**TASK DIRECTIONS:** Please copy out everything from the line containing "Can you tell me where the jumper's" down through the last of the lines below. Add 131 to every bounding-box coordinate in the answers and leave everything else unchanged.
===== PROVIDED DATA
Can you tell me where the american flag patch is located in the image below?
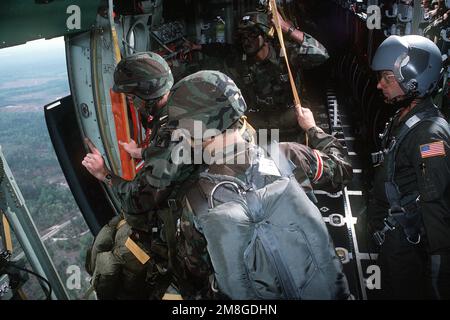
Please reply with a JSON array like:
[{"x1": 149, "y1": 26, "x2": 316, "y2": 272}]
[{"x1": 420, "y1": 141, "x2": 445, "y2": 159}]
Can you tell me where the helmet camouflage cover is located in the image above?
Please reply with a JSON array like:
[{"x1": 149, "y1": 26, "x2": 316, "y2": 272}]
[
  {"x1": 113, "y1": 52, "x2": 173, "y2": 100},
  {"x1": 238, "y1": 11, "x2": 271, "y2": 35},
  {"x1": 167, "y1": 70, "x2": 247, "y2": 137}
]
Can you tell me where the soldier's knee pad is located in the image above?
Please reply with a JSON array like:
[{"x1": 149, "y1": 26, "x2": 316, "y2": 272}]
[
  {"x1": 92, "y1": 251, "x2": 122, "y2": 300},
  {"x1": 85, "y1": 216, "x2": 122, "y2": 275}
]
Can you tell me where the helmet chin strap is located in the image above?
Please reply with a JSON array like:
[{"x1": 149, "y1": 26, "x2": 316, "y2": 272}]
[{"x1": 385, "y1": 94, "x2": 417, "y2": 110}]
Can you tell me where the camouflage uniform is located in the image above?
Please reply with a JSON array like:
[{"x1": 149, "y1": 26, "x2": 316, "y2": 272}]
[
  {"x1": 202, "y1": 12, "x2": 329, "y2": 131},
  {"x1": 280, "y1": 127, "x2": 353, "y2": 192},
  {"x1": 86, "y1": 52, "x2": 182, "y2": 300},
  {"x1": 159, "y1": 71, "x2": 352, "y2": 299}
]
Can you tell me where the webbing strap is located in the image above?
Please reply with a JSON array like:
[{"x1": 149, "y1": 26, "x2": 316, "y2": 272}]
[
  {"x1": 269, "y1": 0, "x2": 308, "y2": 145},
  {"x1": 385, "y1": 111, "x2": 442, "y2": 208},
  {"x1": 0, "y1": 211, "x2": 13, "y2": 253}
]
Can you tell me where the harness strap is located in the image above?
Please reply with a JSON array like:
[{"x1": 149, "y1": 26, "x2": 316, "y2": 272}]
[{"x1": 380, "y1": 111, "x2": 449, "y2": 244}]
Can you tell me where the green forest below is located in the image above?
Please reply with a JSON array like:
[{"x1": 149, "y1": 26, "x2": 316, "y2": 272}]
[{"x1": 0, "y1": 108, "x2": 93, "y2": 299}]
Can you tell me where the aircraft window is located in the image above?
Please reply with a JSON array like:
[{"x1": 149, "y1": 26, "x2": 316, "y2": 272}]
[{"x1": 0, "y1": 38, "x2": 93, "y2": 300}]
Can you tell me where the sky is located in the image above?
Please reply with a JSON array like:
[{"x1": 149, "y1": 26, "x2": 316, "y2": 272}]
[{"x1": 0, "y1": 37, "x2": 64, "y2": 59}]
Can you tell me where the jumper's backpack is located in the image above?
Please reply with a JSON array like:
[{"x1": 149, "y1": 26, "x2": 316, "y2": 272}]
[{"x1": 185, "y1": 145, "x2": 349, "y2": 299}]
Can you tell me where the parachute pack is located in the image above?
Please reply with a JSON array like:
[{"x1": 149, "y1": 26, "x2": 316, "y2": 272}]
[{"x1": 184, "y1": 144, "x2": 349, "y2": 299}]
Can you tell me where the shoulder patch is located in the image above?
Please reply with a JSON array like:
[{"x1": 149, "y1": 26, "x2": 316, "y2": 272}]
[{"x1": 420, "y1": 141, "x2": 446, "y2": 159}]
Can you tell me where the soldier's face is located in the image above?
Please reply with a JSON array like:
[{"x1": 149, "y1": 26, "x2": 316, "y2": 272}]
[
  {"x1": 241, "y1": 32, "x2": 264, "y2": 55},
  {"x1": 377, "y1": 71, "x2": 405, "y2": 103}
]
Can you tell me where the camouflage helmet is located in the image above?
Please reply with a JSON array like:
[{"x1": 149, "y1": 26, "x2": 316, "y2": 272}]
[
  {"x1": 238, "y1": 11, "x2": 271, "y2": 35},
  {"x1": 113, "y1": 52, "x2": 173, "y2": 100},
  {"x1": 167, "y1": 70, "x2": 247, "y2": 137}
]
==========
**WRITTEN SOLUTION:**
Can you tell me where the jumper's backpack is located in the image above?
Please reply with a JSON array like:
[{"x1": 149, "y1": 26, "x2": 316, "y2": 272}]
[{"x1": 316, "y1": 276, "x2": 480, "y2": 430}]
Can you tell me where the parachute pack is located in the image above?
Please reply with a JSON array like:
[{"x1": 149, "y1": 26, "x2": 316, "y2": 272}]
[{"x1": 315, "y1": 275, "x2": 480, "y2": 430}]
Can you tell me where the shoulder patch is located in the image above?
Please reply with a JSON array like:
[{"x1": 149, "y1": 26, "x2": 316, "y2": 272}]
[{"x1": 551, "y1": 272, "x2": 577, "y2": 290}]
Can you tell me where the soldier's face is located in the image above?
Please reply with a JSON array like:
[{"x1": 149, "y1": 26, "x2": 316, "y2": 272}]
[
  {"x1": 372, "y1": 163, "x2": 395, "y2": 186},
  {"x1": 508, "y1": 202, "x2": 536, "y2": 234}
]
Can you tell me where the camouflage helmet is located in the image above?
Please reply with a JSON array like:
[{"x1": 149, "y1": 26, "x2": 316, "y2": 272}]
[
  {"x1": 369, "y1": 142, "x2": 402, "y2": 166},
  {"x1": 244, "y1": 183, "x2": 304, "y2": 231},
  {"x1": 298, "y1": 201, "x2": 378, "y2": 268}
]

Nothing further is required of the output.